Dataset records:

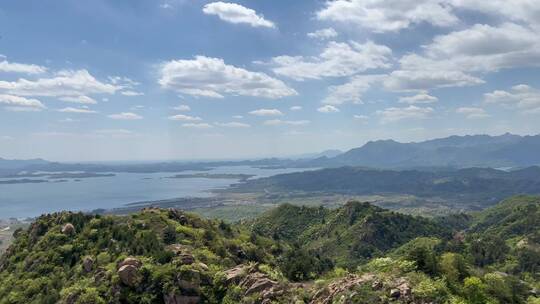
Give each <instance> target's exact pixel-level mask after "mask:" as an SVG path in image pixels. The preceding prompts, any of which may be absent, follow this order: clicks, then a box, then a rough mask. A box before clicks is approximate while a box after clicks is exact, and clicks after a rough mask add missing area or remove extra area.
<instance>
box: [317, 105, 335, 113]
mask: <svg viewBox="0 0 540 304" xmlns="http://www.w3.org/2000/svg"><path fill="white" fill-rule="evenodd" d="M317 111H318V112H321V113H337V112H339V109H338V108H336V107H334V106H332V105H325V106H322V107H320V108H318V109H317Z"/></svg>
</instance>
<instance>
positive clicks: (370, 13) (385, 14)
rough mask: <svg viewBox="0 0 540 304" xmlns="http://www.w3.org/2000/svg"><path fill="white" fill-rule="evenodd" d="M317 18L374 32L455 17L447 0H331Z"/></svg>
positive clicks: (445, 22)
mask: <svg viewBox="0 0 540 304" xmlns="http://www.w3.org/2000/svg"><path fill="white" fill-rule="evenodd" d="M317 18H318V19H319V20H325V21H336V22H343V23H349V24H354V25H358V26H360V27H362V28H367V29H370V30H373V31H374V32H389V31H399V30H401V29H404V28H408V27H410V26H412V25H415V24H420V23H424V22H425V23H429V24H432V25H435V26H440V27H445V26H451V25H454V24H456V23H457V22H458V21H459V20H458V18H457V17H456V16H455V15H454V13H453V12H452V7H450V6H449V5H448V0H397V1H386V0H335V1H328V2H327V3H326V6H325V7H324V8H323V9H322V10H320V11H318V12H317Z"/></svg>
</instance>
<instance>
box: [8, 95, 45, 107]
mask: <svg viewBox="0 0 540 304" xmlns="http://www.w3.org/2000/svg"><path fill="white" fill-rule="evenodd" d="M0 104H2V105H6V106H8V107H9V109H10V110H15V111H16V110H27V111H41V110H43V109H45V105H43V103H41V101H39V100H37V99H33V98H25V97H21V96H14V95H6V94H0Z"/></svg>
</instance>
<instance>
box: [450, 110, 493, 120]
mask: <svg viewBox="0 0 540 304" xmlns="http://www.w3.org/2000/svg"><path fill="white" fill-rule="evenodd" d="M456 113H458V114H463V115H465V117H467V119H478V118H486V117H489V114H488V113H486V110H484V109H482V108H475V107H461V108H458V109H456Z"/></svg>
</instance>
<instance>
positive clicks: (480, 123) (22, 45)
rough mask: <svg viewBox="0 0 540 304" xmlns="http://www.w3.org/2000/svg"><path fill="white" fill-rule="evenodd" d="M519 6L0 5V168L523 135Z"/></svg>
mask: <svg viewBox="0 0 540 304" xmlns="http://www.w3.org/2000/svg"><path fill="white" fill-rule="evenodd" d="M535 2H536V1H534V0H516V1H512V3H509V2H508V1H503V0H494V1H481V0H467V1H465V0H420V1H418V0H414V1H413V0H402V1H397V0H392V1H382V0H336V1H284V0H258V1H236V2H234V3H233V2H211V1H198V0H191V1H188V0H170V1H149V0H148V1H142V0H129V1H128V0H116V1H112V0H108V1H107V0H96V1H75V0H73V1H60V0H56V1H48V0H45V1H43V0H35V1H28V0H19V1H3V2H2V3H0V37H1V38H0V54H1V55H2V57H0V157H4V158H33V157H43V158H47V159H52V160H61V161H79V160H158V159H231V158H254V157H267V156H286V155H294V154H300V153H306V152H314V151H322V150H325V149H336V148H337V149H342V150H344V149H349V148H352V147H356V146H360V145H362V144H364V143H365V142H367V141H369V140H376V139H388V138H392V139H395V140H399V141H419V140H424V139H429V138H435V137H442V136H447V135H452V134H479V133H482V134H493V135H494V134H502V133H505V132H512V133H517V134H537V133H540V122H539V117H540V69H539V65H540V34H539V33H540V5H539V4H538V3H535Z"/></svg>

• [WHAT IS REQUIRED]: Taking the entries above, write out exactly each line from the one holding "box: [450, 110, 493, 120]" to the one holding "positive clicks: (480, 123) (22, 45)", both included, and stop there.

• [YOUR RESPONSE]:
box: [450, 110, 493, 120]
mask: <svg viewBox="0 0 540 304" xmlns="http://www.w3.org/2000/svg"><path fill="white" fill-rule="evenodd" d="M456 113H458V114H463V115H465V117H467V119H478V118H486V117H489V114H488V113H486V110H484V109H482V108H475V107H461V108H458V109H456Z"/></svg>
</instance>
<instance>
positive clicks: (480, 123) (22, 45)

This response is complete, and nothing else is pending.